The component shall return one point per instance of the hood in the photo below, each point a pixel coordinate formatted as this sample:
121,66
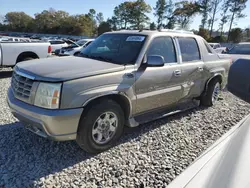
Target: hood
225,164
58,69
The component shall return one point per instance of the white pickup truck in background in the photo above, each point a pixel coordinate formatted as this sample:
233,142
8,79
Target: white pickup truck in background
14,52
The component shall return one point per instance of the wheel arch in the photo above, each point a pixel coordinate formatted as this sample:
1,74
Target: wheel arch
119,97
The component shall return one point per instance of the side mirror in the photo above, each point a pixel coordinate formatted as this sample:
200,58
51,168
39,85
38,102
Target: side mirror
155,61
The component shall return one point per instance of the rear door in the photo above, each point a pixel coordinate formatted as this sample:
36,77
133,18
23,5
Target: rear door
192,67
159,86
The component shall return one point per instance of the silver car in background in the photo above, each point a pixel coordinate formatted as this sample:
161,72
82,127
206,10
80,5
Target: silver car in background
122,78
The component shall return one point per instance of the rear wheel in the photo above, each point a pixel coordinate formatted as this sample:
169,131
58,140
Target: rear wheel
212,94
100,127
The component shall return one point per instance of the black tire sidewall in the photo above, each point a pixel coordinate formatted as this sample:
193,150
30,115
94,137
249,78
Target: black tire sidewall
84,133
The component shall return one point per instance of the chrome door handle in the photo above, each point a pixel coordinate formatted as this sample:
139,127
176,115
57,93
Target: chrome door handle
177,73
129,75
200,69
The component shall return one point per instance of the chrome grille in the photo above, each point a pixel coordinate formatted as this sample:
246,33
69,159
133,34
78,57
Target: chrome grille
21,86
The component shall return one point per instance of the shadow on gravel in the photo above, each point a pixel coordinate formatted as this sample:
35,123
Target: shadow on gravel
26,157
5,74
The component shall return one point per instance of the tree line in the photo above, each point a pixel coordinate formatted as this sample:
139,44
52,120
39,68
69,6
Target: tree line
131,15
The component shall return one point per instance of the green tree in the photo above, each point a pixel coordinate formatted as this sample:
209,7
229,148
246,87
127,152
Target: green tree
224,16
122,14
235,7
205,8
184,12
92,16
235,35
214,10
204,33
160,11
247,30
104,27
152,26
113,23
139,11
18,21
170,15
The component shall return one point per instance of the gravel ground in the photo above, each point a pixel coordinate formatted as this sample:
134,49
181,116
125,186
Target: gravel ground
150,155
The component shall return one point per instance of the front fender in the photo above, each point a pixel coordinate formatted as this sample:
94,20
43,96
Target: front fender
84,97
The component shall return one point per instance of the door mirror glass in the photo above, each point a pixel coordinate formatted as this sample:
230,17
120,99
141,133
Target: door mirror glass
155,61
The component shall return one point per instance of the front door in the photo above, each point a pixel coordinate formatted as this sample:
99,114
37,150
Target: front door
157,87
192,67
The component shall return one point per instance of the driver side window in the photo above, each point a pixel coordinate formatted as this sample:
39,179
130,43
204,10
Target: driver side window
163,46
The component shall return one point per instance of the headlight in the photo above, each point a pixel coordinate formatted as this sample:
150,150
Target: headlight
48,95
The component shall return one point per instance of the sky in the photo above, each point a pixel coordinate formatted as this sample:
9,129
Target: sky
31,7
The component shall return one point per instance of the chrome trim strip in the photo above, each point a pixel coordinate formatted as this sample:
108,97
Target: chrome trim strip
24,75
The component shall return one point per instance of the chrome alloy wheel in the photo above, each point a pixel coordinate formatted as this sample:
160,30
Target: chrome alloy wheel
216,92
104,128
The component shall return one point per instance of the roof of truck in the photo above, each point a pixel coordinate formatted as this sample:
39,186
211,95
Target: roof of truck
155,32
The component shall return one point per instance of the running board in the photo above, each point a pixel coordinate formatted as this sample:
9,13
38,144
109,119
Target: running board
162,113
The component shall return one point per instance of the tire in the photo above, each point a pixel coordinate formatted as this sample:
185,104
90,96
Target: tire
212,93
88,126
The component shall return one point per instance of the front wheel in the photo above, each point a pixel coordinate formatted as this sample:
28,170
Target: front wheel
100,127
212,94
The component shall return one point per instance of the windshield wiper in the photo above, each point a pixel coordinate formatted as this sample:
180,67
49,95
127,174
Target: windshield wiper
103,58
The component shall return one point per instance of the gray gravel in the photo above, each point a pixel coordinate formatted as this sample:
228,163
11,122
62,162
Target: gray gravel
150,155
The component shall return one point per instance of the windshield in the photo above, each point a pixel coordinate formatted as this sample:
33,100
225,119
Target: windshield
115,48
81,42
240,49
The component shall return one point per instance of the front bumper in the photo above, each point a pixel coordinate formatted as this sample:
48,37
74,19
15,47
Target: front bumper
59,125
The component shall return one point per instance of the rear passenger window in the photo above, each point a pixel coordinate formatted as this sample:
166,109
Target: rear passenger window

TASK DETAILS
Say how many lines in the entries contain the string "passenger". Nothing else belongs in the reply.

RESULT FOR THIS EXERCISE
2